◆ EXTRAIT RETENU:
################

AccueilA la UneUn concert matinal depuis le Grand Théâtre de Provence, retransmis en direct

Un concert matinal depuis le Grand Théâtre de Provence, retransmis en direct

Un horaire inhabituellement matinal, en semaine, pour offrir à un public éloigné, dans le cadre du dispositif Heko, une splendide programmation, de Mendelssohn à Barber, en passant par Farrenc, Louise, de son prénom.

 Une cheffe de cœur
Debora Waldman © Lyohdo Kaneko

La jeune et talentueuse cheffe Debora Waldman apparaît sur l’estrade, fine baguette tenue à la main droite. Elle neutralise sa féminité, comme cela est souvent le cas chez les cheffes, vêtue d’un complet noir, tandis que ses cheveux sont impeccablement tirés par un chignon sommital. Mais cette raideur n’est là que pour mieux laisser apparaitre la précision de l’ensemble des articulations qu’elle mobilise, de la phalangette de l’index gauche aux chevilles, en passant par la nuque, altière ou empesée par le propos musical. Sa gestuelle est clairement organisée : impulsions brèves et précises, balancements chaloupés, rebonds aériens, au point que la cheffe est une véritable partition humaine. Elle invite les musiciens et le public à une véritable « audicée » (un voyage de l’oreille), dont elle est la fidèle et dévouée Pénélope.

À lire également: la playlist classique de la cheffe d'orchestre Debora Waldman

Une phalange de rêve

Tenue de main de maitresse, la phalange répond comme un seul prétendant. De ce champ sonore s’envolent des frisottis, s’étendent de moelleuses nappes, se déploient de savants jeux d’écriture orchestrale. Les cordes sont particulièrement incisives, rauques ou lyriques, guerrières ou pacifiques, mais jamais cinglantes (Ouverture de la Belle Mélusine de Mendelssohn, Symphonie n°3 de Farenc). Les cuivres, cors en tête et en fête, sonnent juste, façon velours ou métal, en alliage avec les bois et les archets, dans la retenue comme dans l’apothéose (Concerto pour violon et orchestre de Barber). Le timbalier se tient au fait de l’orchestre, sur un mont Olympe, fait d’orages et de tonnerres (Barber, Farenc : premier mouvement). Les bois flûtent leurs lignes sinueuses, s’exposent à découvert dans les envolées de la petite harmonie, ou s’insinuent dans les replis des trois opus. L’émission est pure, peu gourmande de vibrato et autres effets bruités. Les bois réunis font un travail de maître-verrier, soufflant des formes galbées ou nerveuses, dans leur matière ardente et transparente.

################

◆ DONNÉES BRUTES:
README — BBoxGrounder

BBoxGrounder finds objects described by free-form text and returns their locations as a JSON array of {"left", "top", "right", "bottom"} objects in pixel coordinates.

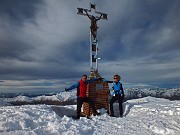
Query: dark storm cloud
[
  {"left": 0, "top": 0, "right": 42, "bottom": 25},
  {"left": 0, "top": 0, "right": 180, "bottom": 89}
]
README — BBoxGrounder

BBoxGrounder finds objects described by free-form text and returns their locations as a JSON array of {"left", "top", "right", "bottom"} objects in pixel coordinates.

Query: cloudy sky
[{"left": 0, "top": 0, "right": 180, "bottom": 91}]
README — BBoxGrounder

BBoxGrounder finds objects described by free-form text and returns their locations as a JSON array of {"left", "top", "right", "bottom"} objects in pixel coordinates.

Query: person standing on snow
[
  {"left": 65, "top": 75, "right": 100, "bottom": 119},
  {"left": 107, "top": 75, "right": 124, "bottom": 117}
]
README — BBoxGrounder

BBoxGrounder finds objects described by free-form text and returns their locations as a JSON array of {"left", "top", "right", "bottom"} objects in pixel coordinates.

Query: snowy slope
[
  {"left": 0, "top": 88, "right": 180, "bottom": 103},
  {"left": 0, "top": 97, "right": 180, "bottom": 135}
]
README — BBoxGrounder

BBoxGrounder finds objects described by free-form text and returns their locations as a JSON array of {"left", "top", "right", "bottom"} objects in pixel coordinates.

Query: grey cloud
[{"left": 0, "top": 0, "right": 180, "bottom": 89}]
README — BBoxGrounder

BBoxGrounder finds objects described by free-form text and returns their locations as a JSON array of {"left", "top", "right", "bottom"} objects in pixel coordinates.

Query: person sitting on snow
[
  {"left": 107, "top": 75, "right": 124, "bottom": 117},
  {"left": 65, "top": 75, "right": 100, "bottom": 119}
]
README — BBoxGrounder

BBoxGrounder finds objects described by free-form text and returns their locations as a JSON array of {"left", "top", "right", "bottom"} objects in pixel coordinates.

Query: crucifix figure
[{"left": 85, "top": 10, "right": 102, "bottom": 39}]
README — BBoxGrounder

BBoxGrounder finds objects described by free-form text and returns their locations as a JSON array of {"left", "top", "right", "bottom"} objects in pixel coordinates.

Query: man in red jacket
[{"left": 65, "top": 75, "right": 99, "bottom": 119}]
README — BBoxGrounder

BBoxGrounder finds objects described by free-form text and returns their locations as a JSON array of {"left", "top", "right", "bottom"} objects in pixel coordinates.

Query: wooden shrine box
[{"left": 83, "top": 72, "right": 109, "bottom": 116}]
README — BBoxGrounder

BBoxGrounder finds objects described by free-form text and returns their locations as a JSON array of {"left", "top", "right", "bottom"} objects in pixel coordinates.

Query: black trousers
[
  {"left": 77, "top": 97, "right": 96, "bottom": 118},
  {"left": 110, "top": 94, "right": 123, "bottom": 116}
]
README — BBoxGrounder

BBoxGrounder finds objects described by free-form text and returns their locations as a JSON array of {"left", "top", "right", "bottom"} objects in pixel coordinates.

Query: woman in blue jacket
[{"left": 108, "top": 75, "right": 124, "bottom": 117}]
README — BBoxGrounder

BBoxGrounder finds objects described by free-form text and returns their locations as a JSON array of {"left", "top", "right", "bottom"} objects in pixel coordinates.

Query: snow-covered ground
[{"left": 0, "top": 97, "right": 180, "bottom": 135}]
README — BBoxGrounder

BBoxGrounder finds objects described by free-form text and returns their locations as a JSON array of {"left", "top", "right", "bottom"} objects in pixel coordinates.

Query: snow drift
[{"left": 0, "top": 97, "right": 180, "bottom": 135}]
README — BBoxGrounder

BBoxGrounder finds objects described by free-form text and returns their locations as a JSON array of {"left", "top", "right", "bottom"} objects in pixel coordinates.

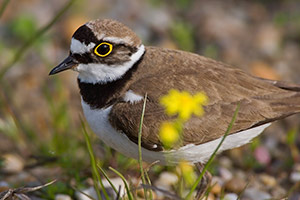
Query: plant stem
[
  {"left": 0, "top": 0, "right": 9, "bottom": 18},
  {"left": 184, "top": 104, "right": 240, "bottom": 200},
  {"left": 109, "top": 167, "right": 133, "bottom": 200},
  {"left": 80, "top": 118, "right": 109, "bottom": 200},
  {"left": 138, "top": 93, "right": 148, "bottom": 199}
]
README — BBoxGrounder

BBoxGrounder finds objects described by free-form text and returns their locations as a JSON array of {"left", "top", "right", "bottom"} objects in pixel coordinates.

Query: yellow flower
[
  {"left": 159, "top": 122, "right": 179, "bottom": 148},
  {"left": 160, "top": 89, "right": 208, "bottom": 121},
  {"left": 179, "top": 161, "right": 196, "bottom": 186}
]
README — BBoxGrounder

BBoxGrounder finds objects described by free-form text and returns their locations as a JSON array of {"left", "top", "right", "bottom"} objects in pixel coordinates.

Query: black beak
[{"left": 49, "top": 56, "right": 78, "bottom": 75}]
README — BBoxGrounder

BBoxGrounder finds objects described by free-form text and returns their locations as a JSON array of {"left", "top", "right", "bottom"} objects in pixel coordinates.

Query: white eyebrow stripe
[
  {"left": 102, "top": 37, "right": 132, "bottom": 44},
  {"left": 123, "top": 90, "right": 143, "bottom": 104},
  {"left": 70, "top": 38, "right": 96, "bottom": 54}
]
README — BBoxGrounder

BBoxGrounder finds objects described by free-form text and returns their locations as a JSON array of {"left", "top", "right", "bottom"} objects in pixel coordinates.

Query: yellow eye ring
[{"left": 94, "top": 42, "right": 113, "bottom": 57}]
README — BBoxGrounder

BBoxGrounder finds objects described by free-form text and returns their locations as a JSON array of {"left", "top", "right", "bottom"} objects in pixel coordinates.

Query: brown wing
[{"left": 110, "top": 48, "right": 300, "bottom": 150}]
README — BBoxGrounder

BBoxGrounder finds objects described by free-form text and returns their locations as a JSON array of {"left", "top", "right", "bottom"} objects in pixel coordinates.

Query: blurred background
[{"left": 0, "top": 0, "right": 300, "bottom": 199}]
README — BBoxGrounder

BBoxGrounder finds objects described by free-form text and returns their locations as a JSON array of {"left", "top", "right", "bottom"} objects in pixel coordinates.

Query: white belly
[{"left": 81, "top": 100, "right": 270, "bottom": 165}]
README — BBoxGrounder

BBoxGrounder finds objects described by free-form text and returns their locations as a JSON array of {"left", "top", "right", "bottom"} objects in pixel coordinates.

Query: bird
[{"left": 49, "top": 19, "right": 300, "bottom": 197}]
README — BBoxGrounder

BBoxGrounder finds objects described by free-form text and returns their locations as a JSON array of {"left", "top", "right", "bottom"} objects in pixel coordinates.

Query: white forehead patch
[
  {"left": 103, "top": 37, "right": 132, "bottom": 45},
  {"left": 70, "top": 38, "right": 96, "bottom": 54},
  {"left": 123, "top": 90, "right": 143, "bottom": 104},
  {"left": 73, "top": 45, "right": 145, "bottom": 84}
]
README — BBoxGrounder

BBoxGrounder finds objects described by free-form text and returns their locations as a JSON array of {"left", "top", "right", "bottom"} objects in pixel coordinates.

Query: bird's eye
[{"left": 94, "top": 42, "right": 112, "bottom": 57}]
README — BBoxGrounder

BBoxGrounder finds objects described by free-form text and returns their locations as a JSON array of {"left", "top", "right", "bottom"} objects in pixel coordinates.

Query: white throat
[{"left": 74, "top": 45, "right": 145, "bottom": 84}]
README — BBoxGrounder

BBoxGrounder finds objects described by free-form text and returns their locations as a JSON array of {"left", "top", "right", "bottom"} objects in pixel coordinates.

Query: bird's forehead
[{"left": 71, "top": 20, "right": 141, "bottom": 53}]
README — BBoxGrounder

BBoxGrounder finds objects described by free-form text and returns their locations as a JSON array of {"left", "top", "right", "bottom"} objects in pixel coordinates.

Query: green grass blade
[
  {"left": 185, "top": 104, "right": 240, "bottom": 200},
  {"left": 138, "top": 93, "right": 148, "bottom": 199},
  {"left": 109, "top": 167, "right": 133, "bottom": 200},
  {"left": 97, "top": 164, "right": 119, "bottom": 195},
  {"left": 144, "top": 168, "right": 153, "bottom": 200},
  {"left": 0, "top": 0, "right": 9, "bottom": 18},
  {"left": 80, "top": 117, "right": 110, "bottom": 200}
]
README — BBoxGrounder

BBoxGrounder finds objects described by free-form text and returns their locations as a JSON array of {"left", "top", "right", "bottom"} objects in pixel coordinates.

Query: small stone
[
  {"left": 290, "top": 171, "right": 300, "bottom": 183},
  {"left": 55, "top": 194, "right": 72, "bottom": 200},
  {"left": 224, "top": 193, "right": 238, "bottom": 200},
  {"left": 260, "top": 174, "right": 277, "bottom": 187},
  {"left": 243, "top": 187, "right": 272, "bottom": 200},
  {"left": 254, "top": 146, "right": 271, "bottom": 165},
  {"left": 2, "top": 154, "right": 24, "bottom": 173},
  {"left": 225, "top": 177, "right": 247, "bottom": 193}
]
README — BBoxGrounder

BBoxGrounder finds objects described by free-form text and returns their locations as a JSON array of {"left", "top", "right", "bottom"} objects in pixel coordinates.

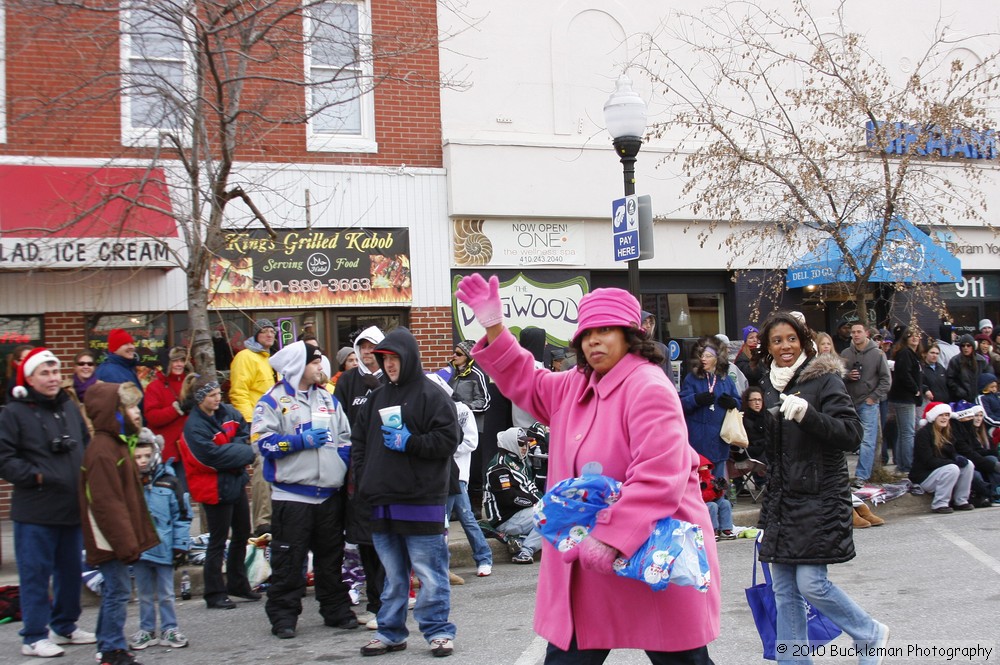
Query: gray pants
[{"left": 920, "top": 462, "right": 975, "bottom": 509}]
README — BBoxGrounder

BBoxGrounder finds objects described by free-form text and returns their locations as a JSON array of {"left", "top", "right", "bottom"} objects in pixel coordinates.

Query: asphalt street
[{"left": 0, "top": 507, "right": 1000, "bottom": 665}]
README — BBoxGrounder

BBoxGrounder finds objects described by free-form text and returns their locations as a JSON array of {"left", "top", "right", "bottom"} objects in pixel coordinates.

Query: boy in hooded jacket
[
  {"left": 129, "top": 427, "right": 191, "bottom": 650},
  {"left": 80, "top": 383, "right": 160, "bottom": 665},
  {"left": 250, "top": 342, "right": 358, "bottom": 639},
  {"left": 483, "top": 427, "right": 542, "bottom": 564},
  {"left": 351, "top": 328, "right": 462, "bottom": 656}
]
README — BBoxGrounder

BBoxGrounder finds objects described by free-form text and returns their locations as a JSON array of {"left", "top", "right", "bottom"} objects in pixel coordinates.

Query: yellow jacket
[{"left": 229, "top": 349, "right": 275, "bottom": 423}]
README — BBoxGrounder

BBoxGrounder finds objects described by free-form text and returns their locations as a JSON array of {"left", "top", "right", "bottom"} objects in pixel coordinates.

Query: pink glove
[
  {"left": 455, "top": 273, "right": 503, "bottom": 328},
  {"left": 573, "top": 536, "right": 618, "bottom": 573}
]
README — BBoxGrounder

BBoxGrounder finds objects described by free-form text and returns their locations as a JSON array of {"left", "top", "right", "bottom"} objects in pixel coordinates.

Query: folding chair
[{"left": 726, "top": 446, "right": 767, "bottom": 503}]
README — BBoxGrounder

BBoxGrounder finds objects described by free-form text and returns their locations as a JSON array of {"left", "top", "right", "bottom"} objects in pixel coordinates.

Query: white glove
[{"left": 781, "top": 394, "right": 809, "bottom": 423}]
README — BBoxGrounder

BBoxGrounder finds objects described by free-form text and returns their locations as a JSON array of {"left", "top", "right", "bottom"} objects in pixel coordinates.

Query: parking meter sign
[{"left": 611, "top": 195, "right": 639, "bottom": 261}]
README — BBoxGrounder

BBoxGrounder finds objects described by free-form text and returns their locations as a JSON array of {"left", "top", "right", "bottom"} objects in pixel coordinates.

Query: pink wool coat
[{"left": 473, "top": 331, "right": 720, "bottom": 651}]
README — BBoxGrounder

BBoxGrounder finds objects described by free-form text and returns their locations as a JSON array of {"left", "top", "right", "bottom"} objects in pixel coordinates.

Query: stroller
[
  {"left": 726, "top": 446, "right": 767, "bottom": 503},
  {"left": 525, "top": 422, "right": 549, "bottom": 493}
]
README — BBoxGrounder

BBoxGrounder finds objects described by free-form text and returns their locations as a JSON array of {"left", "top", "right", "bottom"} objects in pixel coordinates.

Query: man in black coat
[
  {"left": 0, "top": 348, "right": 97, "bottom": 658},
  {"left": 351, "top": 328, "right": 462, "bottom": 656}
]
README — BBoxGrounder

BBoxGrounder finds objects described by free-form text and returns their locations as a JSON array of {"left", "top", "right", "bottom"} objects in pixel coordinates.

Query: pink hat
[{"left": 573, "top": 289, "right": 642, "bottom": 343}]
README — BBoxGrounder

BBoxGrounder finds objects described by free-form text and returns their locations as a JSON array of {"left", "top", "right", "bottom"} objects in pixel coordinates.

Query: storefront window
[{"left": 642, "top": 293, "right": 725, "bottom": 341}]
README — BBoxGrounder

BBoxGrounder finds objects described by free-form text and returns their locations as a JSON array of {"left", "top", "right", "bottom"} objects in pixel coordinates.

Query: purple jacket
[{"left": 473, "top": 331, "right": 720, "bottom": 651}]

################

◆ CONSIGNES:
1. D'après la critique du concert, comment la cheffe Debora Waldman est-elle vêtue ?
2. Modifiez le passage de la critique du concert qui commence par les mots « Un horaire inhabituellement » et se termine par « de son prénom. » en remplaçant « splendide » par « remarquable ».

◆ CORRIGÉS:
1. Elle porte un complet noir.

2.
Un horaire inhabituellement matinal, en semaine, pour offrir à un public éloigné, dans le cadre du dispositif Heko, une remarquable programmation, de Mendelssohn à Barber, en passant par Farrenc, Louise, de son prénom.